MATERIAL PROVIDED Start Marker
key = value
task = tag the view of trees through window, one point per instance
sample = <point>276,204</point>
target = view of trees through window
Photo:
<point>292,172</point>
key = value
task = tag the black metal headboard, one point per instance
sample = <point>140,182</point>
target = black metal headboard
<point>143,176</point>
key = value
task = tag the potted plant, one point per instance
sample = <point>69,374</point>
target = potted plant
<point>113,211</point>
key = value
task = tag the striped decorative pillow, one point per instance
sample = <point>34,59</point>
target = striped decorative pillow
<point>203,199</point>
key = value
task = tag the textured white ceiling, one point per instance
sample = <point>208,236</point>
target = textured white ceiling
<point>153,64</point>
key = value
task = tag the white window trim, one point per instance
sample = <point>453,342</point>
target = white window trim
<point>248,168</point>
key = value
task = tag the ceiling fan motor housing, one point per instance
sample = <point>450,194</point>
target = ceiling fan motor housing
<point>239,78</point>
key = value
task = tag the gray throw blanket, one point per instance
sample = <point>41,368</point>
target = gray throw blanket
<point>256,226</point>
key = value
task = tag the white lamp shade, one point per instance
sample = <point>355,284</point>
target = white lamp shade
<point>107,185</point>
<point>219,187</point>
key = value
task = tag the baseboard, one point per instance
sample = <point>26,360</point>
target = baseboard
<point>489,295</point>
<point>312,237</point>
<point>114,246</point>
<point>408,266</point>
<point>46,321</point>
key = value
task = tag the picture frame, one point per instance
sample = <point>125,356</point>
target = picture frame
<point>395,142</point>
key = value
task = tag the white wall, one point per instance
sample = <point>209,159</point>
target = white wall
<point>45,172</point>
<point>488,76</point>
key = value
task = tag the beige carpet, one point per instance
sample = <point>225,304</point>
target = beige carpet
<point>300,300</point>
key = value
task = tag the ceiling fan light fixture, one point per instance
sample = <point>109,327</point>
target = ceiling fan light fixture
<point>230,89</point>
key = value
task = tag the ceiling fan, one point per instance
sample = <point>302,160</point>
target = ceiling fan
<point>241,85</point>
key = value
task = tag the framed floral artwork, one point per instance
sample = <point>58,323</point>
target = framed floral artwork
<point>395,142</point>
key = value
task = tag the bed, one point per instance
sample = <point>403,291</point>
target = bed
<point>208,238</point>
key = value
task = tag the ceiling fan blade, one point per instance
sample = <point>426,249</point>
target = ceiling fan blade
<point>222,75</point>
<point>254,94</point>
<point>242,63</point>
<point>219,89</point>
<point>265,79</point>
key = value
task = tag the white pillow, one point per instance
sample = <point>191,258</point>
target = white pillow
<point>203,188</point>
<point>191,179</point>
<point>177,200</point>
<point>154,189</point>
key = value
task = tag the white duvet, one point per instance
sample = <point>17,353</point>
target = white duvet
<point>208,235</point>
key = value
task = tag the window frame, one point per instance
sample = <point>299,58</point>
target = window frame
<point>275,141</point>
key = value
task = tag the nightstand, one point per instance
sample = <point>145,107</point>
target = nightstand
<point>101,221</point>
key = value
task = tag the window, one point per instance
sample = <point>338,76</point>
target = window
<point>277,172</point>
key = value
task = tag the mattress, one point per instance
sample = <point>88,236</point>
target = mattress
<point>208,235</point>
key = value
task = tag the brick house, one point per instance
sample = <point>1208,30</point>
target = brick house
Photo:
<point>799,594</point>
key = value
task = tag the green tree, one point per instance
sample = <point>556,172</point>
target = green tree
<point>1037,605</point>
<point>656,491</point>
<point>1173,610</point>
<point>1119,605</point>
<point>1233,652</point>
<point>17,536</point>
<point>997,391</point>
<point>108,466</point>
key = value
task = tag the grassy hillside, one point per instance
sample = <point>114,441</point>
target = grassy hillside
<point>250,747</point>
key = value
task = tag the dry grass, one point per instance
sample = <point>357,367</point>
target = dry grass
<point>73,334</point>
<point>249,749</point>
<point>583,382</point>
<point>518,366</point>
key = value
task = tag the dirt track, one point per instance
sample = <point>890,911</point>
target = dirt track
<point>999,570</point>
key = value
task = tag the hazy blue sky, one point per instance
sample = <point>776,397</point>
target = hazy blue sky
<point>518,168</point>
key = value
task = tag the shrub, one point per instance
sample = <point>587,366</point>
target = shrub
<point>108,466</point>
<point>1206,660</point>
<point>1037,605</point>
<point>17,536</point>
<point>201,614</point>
MATERIAL PROVIDED End Marker
ASSIGNMENT ::
Output every record exactly as written, with nothing dropped.

THE ANSWER ::
key = value
task = tag the view of trees through window, one point per instance
sample = <point>276,204</point>
target = view of trees through window
Photo:
<point>292,172</point>
key = value
task = tag the black metal headboard, one point per instance
sample = <point>140,182</point>
target = black metal headboard
<point>143,176</point>
key = value
task = tag the potted plant, one point per instance
sample = <point>69,374</point>
target = potted plant
<point>113,211</point>
key = value
task = tag the striped decorative pillow, one point per instance
sample = <point>34,59</point>
target = striped decorative pillow
<point>203,199</point>
key = value
task = tag the textured white ceiling, one point per instance
sample = <point>208,236</point>
target = textured white ceiling
<point>153,64</point>
key = value
task = tag the white window trim, one point per instance
sample = <point>453,342</point>
target = white window trim
<point>248,168</point>
key = value
task = tag the ceiling fan motor housing, one point per instance
sample = <point>450,194</point>
target = ceiling fan motor housing
<point>239,78</point>
key = value
task = tag the gray throw blanket, one point per instance
sample = <point>41,368</point>
target = gray throw blanket
<point>256,226</point>
key = value
task = tag the white lamp shade, one point per instance
sample = <point>355,284</point>
target = white lamp shade
<point>107,185</point>
<point>219,187</point>
key = value
task = tag the baseboard, one point per instance
sample = <point>26,360</point>
target = baseboard
<point>489,295</point>
<point>312,237</point>
<point>114,246</point>
<point>408,266</point>
<point>46,321</point>
key = value
task = tag the picture frame, one point per instance
sample = <point>125,356</point>
target = picture frame
<point>395,142</point>
key = value
task = tag the white wall, one point per instance
sample = <point>209,159</point>
target = white wall
<point>45,172</point>
<point>488,76</point>
key = value
task = tag the beige carpet, one point per instance
sample = <point>225,304</point>
target = beige carpet
<point>300,300</point>
key = value
task = tag the ceiling fan light fixture, one point per instance
sample = <point>109,327</point>
target = ceiling fan light fixture
<point>230,89</point>
key = value
task = tag the ceiling fan, one point per instance
sample = <point>302,160</point>
target = ceiling fan
<point>241,85</point>
key = value
task = tag the framed floral artwork, one point per instance
sample = <point>58,323</point>
target = framed floral artwork
<point>395,142</point>
key = value
task = tag the bed, one point per instance
sample = <point>403,291</point>
target = bed
<point>208,238</point>
key = value
task = tag the ceiling fan blade, one point per instance
sample = <point>426,249</point>
target = ceiling fan blade
<point>222,75</point>
<point>254,94</point>
<point>242,63</point>
<point>219,89</point>
<point>265,79</point>
key = value
task = tag the white pillow, one point per instance
sample = <point>191,258</point>
target = white pillow
<point>203,188</point>
<point>191,179</point>
<point>177,200</point>
<point>154,189</point>
key = value
task = tag the white duvet, one point per instance
sample = <point>17,353</point>
target = white duvet
<point>208,235</point>
key = value
task = tag the window frame, one point per instance
sample = <point>299,58</point>
target = window frame
<point>275,141</point>
key = value
task = tag the nightstand, one point per instance
sample = <point>145,107</point>
target = nightstand
<point>101,221</point>
key = value
task = tag the window, one point per instance
sample = <point>338,76</point>
target = window
<point>277,172</point>
key = value
task = tag the mattress, one point per instance
sample = <point>88,236</point>
target = mattress
<point>208,235</point>
key = value
task = tag the brick house, one point per instance
sample = <point>1208,30</point>
target = brick house
Photo:
<point>799,594</point>
key = value
task = tag the green tree, one point per instance
sample = <point>556,172</point>
target = green tree
<point>1037,605</point>
<point>656,491</point>
<point>1173,610</point>
<point>1119,605</point>
<point>1233,652</point>
<point>17,536</point>
<point>997,391</point>
<point>108,466</point>
key = value
task = tag the grassy hillside, one point per instance
sample = <point>114,441</point>
target = grassy hillside
<point>250,747</point>
key = value
task = tag the dry grass, one point per instance
sample = <point>357,367</point>
target = dry grass
<point>73,334</point>
<point>249,749</point>
<point>583,382</point>
<point>518,366</point>
key = value
task = tag the dirt track, one point per instance
sample = <point>890,911</point>
target = dirt track
<point>999,570</point>
key = value
task = tag the hazy blue sky, one point per instance
sample = <point>776,397</point>
target = hazy blue sky
<point>518,168</point>
key = value
task = tag the shrub, one point per instance
sample = <point>587,366</point>
target = shrub
<point>108,466</point>
<point>1206,660</point>
<point>1037,605</point>
<point>17,536</point>
<point>201,614</point>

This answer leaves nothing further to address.